## Assignment
Each line of the listing below that includes "black" should be reported.
=== Begin Enclosure ===
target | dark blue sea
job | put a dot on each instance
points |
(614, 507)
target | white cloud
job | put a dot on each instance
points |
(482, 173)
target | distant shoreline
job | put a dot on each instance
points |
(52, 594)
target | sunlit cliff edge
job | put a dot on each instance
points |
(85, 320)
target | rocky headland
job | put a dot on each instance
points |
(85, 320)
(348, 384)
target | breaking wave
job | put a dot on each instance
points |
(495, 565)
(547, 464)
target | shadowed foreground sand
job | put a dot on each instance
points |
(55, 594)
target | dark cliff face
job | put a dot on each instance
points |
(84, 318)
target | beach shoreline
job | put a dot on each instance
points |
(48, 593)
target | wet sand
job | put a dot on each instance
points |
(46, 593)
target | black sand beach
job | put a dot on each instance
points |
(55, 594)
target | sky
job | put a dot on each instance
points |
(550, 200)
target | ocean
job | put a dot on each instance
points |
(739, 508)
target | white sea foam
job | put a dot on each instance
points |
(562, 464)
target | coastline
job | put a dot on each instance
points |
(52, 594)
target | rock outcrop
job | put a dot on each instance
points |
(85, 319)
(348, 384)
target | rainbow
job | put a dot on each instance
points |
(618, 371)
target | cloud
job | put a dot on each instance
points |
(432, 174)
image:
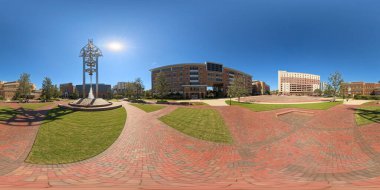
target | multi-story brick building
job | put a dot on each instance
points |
(66, 89)
(8, 89)
(260, 87)
(291, 83)
(359, 88)
(199, 80)
(104, 90)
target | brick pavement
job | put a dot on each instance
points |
(324, 149)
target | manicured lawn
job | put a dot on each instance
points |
(67, 136)
(148, 107)
(267, 107)
(7, 113)
(35, 106)
(367, 115)
(205, 124)
(199, 104)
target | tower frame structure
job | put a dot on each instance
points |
(90, 54)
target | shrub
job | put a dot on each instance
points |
(118, 96)
(367, 97)
(162, 102)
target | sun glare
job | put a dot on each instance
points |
(115, 46)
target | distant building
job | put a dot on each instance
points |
(104, 90)
(376, 91)
(199, 80)
(66, 89)
(260, 87)
(8, 89)
(360, 88)
(120, 87)
(323, 86)
(291, 83)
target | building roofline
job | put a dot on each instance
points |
(173, 65)
(238, 71)
(181, 64)
(299, 73)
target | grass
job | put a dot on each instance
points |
(35, 106)
(367, 115)
(7, 113)
(267, 107)
(205, 124)
(66, 136)
(199, 104)
(148, 107)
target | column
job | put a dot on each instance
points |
(84, 79)
(97, 74)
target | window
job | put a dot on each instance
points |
(214, 67)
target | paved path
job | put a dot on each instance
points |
(17, 136)
(356, 102)
(292, 151)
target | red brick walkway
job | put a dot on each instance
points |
(292, 151)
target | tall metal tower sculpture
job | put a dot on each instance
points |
(90, 54)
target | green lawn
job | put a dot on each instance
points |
(205, 124)
(67, 136)
(367, 115)
(7, 113)
(267, 107)
(35, 106)
(148, 107)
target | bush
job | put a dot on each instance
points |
(136, 101)
(367, 97)
(162, 102)
(118, 96)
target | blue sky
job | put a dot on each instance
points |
(44, 37)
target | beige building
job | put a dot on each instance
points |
(360, 88)
(292, 83)
(200, 80)
(9, 89)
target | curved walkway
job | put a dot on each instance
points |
(17, 136)
(295, 151)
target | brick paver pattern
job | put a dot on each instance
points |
(308, 150)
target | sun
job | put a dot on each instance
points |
(115, 46)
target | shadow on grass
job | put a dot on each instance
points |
(371, 115)
(22, 117)
(8, 113)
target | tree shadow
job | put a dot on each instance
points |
(6, 112)
(24, 117)
(371, 115)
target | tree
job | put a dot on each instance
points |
(318, 92)
(237, 88)
(25, 88)
(335, 81)
(47, 89)
(161, 85)
(139, 88)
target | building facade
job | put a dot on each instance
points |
(260, 88)
(104, 90)
(360, 88)
(292, 83)
(199, 80)
(66, 89)
(8, 89)
(120, 87)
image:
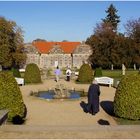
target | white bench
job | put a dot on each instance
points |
(20, 81)
(105, 80)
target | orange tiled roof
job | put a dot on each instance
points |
(45, 47)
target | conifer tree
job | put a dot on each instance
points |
(112, 17)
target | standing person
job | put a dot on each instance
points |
(93, 99)
(57, 74)
(68, 74)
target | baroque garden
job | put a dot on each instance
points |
(25, 114)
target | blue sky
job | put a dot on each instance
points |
(64, 20)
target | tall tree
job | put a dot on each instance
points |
(11, 44)
(133, 32)
(112, 17)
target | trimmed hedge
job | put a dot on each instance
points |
(98, 72)
(32, 74)
(127, 97)
(10, 96)
(16, 73)
(85, 74)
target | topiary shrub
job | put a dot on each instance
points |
(16, 73)
(85, 74)
(10, 96)
(98, 72)
(127, 98)
(32, 74)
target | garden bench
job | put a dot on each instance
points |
(105, 80)
(3, 116)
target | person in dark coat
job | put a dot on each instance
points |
(93, 99)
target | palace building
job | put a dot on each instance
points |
(51, 54)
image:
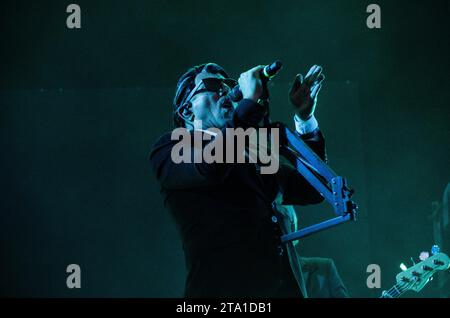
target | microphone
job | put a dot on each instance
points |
(265, 74)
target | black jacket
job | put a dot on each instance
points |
(224, 215)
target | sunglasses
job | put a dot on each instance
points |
(221, 86)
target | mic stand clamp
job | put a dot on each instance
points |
(331, 186)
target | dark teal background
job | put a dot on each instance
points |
(79, 110)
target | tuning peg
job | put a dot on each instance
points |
(435, 249)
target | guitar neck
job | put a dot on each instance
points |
(395, 292)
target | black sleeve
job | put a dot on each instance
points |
(186, 175)
(296, 190)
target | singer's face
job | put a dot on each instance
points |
(209, 107)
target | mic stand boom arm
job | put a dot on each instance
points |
(331, 186)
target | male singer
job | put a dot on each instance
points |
(223, 211)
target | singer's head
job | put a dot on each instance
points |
(201, 95)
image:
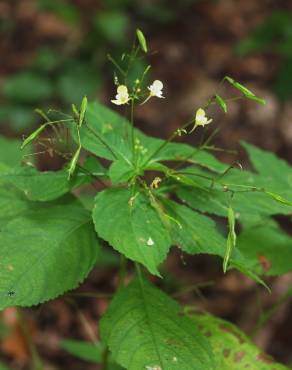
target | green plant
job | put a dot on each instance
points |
(51, 238)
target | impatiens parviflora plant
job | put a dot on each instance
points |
(150, 194)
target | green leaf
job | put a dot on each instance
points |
(121, 171)
(33, 135)
(20, 117)
(132, 226)
(91, 352)
(43, 186)
(193, 232)
(106, 134)
(231, 238)
(142, 40)
(45, 252)
(245, 188)
(27, 87)
(144, 330)
(10, 153)
(232, 348)
(268, 248)
(73, 163)
(221, 102)
(245, 91)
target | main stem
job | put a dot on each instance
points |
(133, 132)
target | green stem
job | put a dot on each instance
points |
(166, 142)
(35, 358)
(102, 141)
(133, 132)
(123, 270)
(104, 359)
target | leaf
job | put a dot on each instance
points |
(142, 40)
(43, 186)
(106, 134)
(197, 234)
(232, 348)
(246, 188)
(73, 163)
(193, 232)
(10, 153)
(245, 91)
(221, 102)
(120, 171)
(268, 248)
(34, 135)
(276, 172)
(45, 252)
(144, 330)
(91, 352)
(231, 238)
(132, 226)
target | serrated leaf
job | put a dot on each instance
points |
(43, 186)
(193, 232)
(45, 252)
(232, 348)
(221, 102)
(10, 153)
(73, 163)
(144, 330)
(91, 352)
(120, 171)
(106, 135)
(33, 135)
(142, 40)
(250, 204)
(132, 226)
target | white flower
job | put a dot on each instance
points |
(201, 119)
(122, 96)
(156, 89)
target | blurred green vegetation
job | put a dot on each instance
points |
(59, 76)
(274, 37)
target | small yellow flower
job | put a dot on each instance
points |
(122, 96)
(156, 89)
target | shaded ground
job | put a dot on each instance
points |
(195, 50)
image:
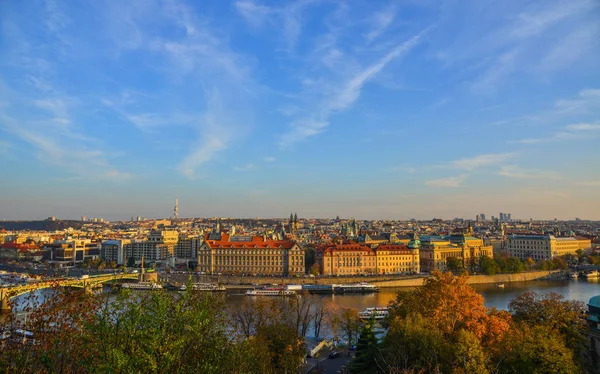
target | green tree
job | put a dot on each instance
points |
(538, 349)
(367, 351)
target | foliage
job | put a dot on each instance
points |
(367, 351)
(443, 326)
(488, 265)
(315, 269)
(149, 332)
=== End Enclosure ===
## Task response
target | black sand beach
target | black jacket
target | black sleeve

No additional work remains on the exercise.